- **Set task**:
Turn every line of the items below into a JSON list of strings, with one string per line and blank lines skipped.

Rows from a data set
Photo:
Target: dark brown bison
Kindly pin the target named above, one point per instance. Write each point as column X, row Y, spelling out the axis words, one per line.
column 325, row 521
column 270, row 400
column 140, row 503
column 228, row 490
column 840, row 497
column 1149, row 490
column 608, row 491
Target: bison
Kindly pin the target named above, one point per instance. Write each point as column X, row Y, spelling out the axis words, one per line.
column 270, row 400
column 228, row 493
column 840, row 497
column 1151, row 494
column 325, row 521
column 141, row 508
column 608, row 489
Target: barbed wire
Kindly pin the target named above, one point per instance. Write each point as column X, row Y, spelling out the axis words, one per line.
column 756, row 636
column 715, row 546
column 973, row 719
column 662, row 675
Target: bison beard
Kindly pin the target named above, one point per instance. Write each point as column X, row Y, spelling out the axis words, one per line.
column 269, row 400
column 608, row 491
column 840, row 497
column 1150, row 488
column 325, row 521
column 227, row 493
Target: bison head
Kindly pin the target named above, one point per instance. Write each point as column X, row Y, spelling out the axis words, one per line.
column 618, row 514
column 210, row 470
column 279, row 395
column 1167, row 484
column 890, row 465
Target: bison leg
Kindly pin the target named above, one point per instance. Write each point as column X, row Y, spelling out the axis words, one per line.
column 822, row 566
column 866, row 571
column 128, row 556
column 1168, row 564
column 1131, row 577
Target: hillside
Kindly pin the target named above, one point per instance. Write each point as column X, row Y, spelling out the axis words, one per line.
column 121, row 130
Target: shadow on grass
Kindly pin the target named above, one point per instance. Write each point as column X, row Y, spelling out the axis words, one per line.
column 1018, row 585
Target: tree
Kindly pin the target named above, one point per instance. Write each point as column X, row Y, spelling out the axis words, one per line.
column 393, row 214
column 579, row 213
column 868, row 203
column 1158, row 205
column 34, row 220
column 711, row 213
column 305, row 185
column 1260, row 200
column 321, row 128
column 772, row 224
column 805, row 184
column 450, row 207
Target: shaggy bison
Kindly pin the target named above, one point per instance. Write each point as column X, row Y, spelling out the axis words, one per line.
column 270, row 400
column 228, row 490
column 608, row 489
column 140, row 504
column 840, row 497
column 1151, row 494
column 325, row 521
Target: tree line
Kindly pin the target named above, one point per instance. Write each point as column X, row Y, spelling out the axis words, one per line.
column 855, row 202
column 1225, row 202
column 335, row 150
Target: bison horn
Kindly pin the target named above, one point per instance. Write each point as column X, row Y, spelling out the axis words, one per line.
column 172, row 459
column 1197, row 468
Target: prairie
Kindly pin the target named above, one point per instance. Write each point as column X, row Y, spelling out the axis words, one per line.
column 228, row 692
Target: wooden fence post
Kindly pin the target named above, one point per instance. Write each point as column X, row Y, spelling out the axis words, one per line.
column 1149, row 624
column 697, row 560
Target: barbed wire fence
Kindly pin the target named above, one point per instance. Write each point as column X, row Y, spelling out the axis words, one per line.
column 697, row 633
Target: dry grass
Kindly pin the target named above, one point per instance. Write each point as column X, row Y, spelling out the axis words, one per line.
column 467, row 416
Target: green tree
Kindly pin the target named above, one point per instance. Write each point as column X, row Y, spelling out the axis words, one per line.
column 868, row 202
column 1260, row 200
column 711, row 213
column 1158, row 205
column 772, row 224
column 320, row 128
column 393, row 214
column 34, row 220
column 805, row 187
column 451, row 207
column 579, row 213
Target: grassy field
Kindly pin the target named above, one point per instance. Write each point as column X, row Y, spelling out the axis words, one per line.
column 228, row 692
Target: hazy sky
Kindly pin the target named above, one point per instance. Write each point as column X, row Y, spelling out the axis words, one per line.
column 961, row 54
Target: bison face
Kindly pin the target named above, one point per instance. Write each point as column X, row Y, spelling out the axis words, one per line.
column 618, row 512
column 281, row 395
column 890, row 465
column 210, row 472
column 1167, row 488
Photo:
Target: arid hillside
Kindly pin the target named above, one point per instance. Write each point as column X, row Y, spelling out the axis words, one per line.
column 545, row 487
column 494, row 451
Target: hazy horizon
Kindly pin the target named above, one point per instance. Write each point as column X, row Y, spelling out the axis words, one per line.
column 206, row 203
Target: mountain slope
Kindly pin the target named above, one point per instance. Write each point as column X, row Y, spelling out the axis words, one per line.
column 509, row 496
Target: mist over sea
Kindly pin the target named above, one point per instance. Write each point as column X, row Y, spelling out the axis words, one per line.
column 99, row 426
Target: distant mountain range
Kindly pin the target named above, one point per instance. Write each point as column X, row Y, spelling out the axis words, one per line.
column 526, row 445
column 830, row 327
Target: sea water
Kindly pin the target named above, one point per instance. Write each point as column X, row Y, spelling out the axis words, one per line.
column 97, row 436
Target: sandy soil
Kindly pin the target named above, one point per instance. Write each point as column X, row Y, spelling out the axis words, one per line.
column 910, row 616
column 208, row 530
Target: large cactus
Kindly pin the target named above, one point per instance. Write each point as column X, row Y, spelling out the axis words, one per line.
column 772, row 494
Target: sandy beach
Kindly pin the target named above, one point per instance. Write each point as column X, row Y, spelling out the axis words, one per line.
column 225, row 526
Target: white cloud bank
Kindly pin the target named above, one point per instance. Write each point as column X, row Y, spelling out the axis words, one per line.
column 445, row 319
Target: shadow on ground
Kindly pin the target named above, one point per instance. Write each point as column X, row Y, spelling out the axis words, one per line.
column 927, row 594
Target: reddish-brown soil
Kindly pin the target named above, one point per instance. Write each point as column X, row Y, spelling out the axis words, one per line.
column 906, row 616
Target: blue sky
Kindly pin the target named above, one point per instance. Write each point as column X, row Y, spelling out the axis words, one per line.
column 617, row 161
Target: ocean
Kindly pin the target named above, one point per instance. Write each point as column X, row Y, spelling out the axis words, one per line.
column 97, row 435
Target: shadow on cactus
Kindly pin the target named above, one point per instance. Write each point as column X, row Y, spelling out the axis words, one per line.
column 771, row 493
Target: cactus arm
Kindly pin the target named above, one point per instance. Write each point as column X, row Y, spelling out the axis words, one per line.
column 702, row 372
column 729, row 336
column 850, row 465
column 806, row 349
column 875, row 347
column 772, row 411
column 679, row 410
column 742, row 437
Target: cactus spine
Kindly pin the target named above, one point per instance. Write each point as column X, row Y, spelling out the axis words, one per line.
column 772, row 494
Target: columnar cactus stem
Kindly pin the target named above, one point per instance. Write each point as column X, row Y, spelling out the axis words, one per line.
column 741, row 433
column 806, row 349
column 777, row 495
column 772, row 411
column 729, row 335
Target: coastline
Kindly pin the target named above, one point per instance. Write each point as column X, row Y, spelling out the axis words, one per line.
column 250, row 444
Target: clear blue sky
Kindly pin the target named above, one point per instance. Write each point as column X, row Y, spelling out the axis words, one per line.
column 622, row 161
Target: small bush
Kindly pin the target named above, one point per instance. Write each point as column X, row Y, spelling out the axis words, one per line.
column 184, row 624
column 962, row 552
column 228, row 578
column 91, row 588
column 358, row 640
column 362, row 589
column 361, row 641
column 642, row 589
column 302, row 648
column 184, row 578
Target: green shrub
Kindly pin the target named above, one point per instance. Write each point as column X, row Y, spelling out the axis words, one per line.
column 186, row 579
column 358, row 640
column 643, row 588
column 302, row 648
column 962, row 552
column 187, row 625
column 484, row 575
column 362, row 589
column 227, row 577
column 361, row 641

- **Complete response**:
[
  "Photo:",
  "Target: dark brown bison",
  "Kindly pin the target named above, one point per instance. Write each point as column X, row Y, spelling out the axis words, one per line.",
  "column 325, row 521",
  "column 270, row 400",
  "column 140, row 503",
  "column 228, row 490",
  "column 840, row 497",
  "column 1149, row 490",
  "column 608, row 491",
  "Target: bison",
  "Kindly pin the target named above, one point per instance. Write each point as column X, row Y, spelling out the axis words, one per line.",
  "column 270, row 400",
  "column 228, row 493",
  "column 840, row 497",
  "column 1151, row 494",
  "column 325, row 521",
  "column 141, row 508",
  "column 608, row 489",
  "Target: barbed wire",
  "Kindly pin the target named above, one point per instance. Write each point as column X, row Y, spelling out the axis words, one per line.",
  "column 756, row 636",
  "column 715, row 546",
  "column 973, row 719",
  "column 662, row 675",
  "Target: bison beard",
  "Kindly pin the target named above, one point per instance. Write each point as column X, row Y, spelling out the axis words, one per line.",
  "column 269, row 400",
  "column 608, row 491",
  "column 840, row 497",
  "column 1150, row 488",
  "column 325, row 521",
  "column 227, row 493",
  "Target: bison head",
  "Kindly pin the target named above, one point per instance. Write each point as column X, row Y, spelling out the axis words, one per line.",
  "column 618, row 514",
  "column 210, row 470",
  "column 279, row 395",
  "column 1167, row 484",
  "column 890, row 465",
  "Target: bison leg",
  "Kindly pin the target named above, one point per instance. Write each point as column X, row Y, spelling out the axis words, one per line.",
  "column 822, row 566",
  "column 866, row 571",
  "column 128, row 556",
  "column 1168, row 564",
  "column 1131, row 577",
  "Target: hillside",
  "Kindly pin the target named above, one point per instance. Write each point as column X, row Y, spelling out the axis words, one per line.",
  "column 121, row 130",
  "Target: shadow on grass",
  "Kindly pin the target named above, one point per instance. Write each point as column X, row Y, spelling out the axis words, one per line.",
  "column 1018, row 585",
  "Target: tree",
  "Kindly pin the target named above, one point per instance. Write each point as column X, row Y, spelling out the axis words, one per line.",
  "column 393, row 214",
  "column 579, row 213",
  "column 868, row 203",
  "column 1158, row 205",
  "column 34, row 220",
  "column 711, row 213",
  "column 305, row 185",
  "column 1260, row 200",
  "column 321, row 128",
  "column 772, row 224",
  "column 805, row 184",
  "column 450, row 207",
  "Target: shaggy bison",
  "Kindly pin the target named above, one point per instance. Write each point as column X, row Y, spelling out the axis words, one per line.",
  "column 270, row 400",
  "column 228, row 490",
  "column 608, row 489",
  "column 140, row 504",
  "column 840, row 497",
  "column 1151, row 494",
  "column 325, row 521",
  "Target: tree line",
  "Kindly pin the target named above, one point per instance. Write each point as column X, row Y, spelling out the axis words, one per line.",
  "column 855, row 202",
  "column 1225, row 202",
  "column 335, row 150",
  "Target: bison horn",
  "Kindly pin the target named above, one point per instance. Write each point as column X, row Y, spelling out the axis words, one per line.",
  "column 172, row 459",
  "column 1197, row 468",
  "Target: prairie",
  "Kindly pin the target named above, one point per instance. Write each point as column X, row Y, spelling out the axis words, one per line.",
  "column 228, row 692",
  "Target: wooden fence post",
  "Kindly pin the target named above, one point per instance. Write each point as column X, row Y, spelling out the axis words, one per line.",
  "column 1149, row 624",
  "column 697, row 560",
  "Target: barbed wire fence",
  "Kindly pin the target named above, one point per instance. Write each point as column X, row Y, spelling out the axis words, one per line.",
  "column 697, row 633",
  "Target: dry grass",
  "Kindly pin the target named above, one point per instance. Write each point as column X, row Y, spelling out the axis words, one per line.",
  "column 467, row 416",
  "Target: green tree",
  "Kindly pin the target named above, one point per instance. Write each point as column X, row Y, spelling out the axis words, one per line.",
  "column 868, row 202",
  "column 1260, row 200",
  "column 711, row 213",
  "column 1158, row 205",
  "column 772, row 224",
  "column 320, row 128",
  "column 393, row 214",
  "column 34, row 220",
  "column 805, row 187",
  "column 451, row 207",
  "column 579, row 213",
  "Target: grassy field",
  "Kindly pin the target named above, one point per instance. Write each point as column X, row Y, spelling out the axis words, one per line.",
  "column 228, row 692",
  "Target: hazy sky",
  "Kindly pin the target named above, one point per instance. Write each point as column X, row Y, spelling out the axis words, one per line.",
  "column 961, row 54",
  "Target: bison face",
  "Kindly pin the target named above, one point per instance. Write each point as column X, row Y, spelling out the axis words, one per line.",
  "column 618, row 512",
  "column 281, row 395",
  "column 890, row 465",
  "column 210, row 472",
  "column 1167, row 488",
  "Photo:",
  "Target: arid hillside",
  "Kindly pin the target named above, one point per instance. Write each point as column X, row Y, spelling out the axis words, one per line.",
  "column 545, row 487",
  "column 494, row 451",
  "Target: hazy horizon",
  "Kindly pin the target named above, one point per instance. Write each point as column X, row Y, spelling out the axis words, one per line.",
  "column 206, row 203",
  "Target: mountain slope",
  "Kindly pin the target named above, one point per instance. Write each point as column X, row Y, spelling out the axis words, one per line.",
  "column 509, row 496",
  "Target: mist over sea",
  "Kindly pin the target named above, one point per instance. Write each point as column X, row Y, spelling out the axis words, one per line.",
  "column 99, row 426",
  "Target: distant mountain range",
  "Kindly pin the target named above, one point per instance. Write each point as column X, row Y, spelling out the axis words, one per line.",
  "column 526, row 445",
  "column 830, row 327",
  "Target: sea water",
  "Kindly pin the target named above, one point per instance. Write each point as column X, row Y, spelling out the axis words, one per line.",
  "column 97, row 436",
  "Target: sandy soil",
  "Kindly pin the target named above, one point per instance. Write each point as column X, row Y, spelling out the axis words, one per line.",
  "column 910, row 616",
  "column 208, row 530",
  "Target: large cactus",
  "Kindly pin the target named above, one point per instance. Write each point as column X, row Y, spelling out the axis words, one per line.",
  "column 772, row 494",
  "Target: sandy beach",
  "Kindly pin the target named above, one point per instance. Write each point as column X, row Y, spelling out the axis words, one per line.",
  "column 225, row 526",
  "Target: white cloud bank",
  "Kindly pin the target named above, one point per instance. Write each point as column X, row Y, spelling out the axis words, one per line.",
  "column 445, row 319",
  "Target: shadow on ground",
  "Kindly pin the target named above, one point per instance. Write each point as column X, row Y, spelling out the axis words, one per line.",
  "column 927, row 594",
  "Target: reddish-brown soil",
  "Kindly pin the target named above, one point per instance. Write each point as column X, row Y, spelling out the axis words, one per line.",
  "column 906, row 616",
  "Target: blue sky",
  "Kindly pin the target named above, one point per instance. Write each point as column X, row Y, spelling out the axis words, one per line.",
  "column 617, row 161",
  "Target: ocean",
  "Kindly pin the target named above, one point per instance. Write each point as column X, row Y, spelling out the axis words, one per line.",
  "column 97, row 435",
  "Target: shadow on cactus",
  "Kindly pin the target named above, one point per instance. Write each point as column X, row Y, spelling out the axis words, one per line.",
  "column 771, row 493",
  "Target: cactus arm",
  "Kindly pin the target named above, one point per instance. Write each point as column X, row Y, spelling out the axis words, one per line.",
  "column 702, row 372",
  "column 729, row 336",
  "column 850, row 465",
  "column 806, row 349",
  "column 875, row 347",
  "column 772, row 411",
  "column 679, row 410",
  "column 742, row 437",
  "Target: cactus spine",
  "Kindly pin the target named above, one point per instance. Write each point as column X, row Y, spelling out the axis words, one per line.",
  "column 772, row 494",
  "Target: columnar cactus stem",
  "Kindly pin the target named above, one point per instance. Write each point as column X, row Y, spelling out the axis words, one per line.",
  "column 741, row 433",
  "column 806, row 349",
  "column 777, row 495",
  "column 772, row 411",
  "column 729, row 335",
  "Target: coastline",
  "Kindly pin the target named above, one point per instance. Write each point as column X, row Y, spelling out the axis words, one per line.",
  "column 250, row 444",
  "Target: clear blue sky",
  "Kindly pin the target named above, one point per instance. Write each point as column X, row Y, spelling out the axis words, one per line.",
  "column 622, row 161",
  "Target: small bush",
  "Kindly pin the target named above, one point per instance. Write each point as column X, row Y, spelling out the axis words, one per line.",
  "column 184, row 624",
  "column 962, row 552",
  "column 228, row 578",
  "column 91, row 588",
  "column 358, row 640",
  "column 362, row 589",
  "column 361, row 641",
  "column 642, row 589",
  "column 302, row 648",
  "column 184, row 578",
  "Target: green shrub",
  "Kindly pin the target named above, one point per instance. Write each point as column X, row Y, spelling out the axis words, one per line.",
  "column 186, row 579",
  "column 358, row 640",
  "column 643, row 588",
  "column 302, row 648",
  "column 962, row 552",
  "column 187, row 625",
  "column 484, row 575",
  "column 362, row 589",
  "column 227, row 577",
  "column 361, row 641"
]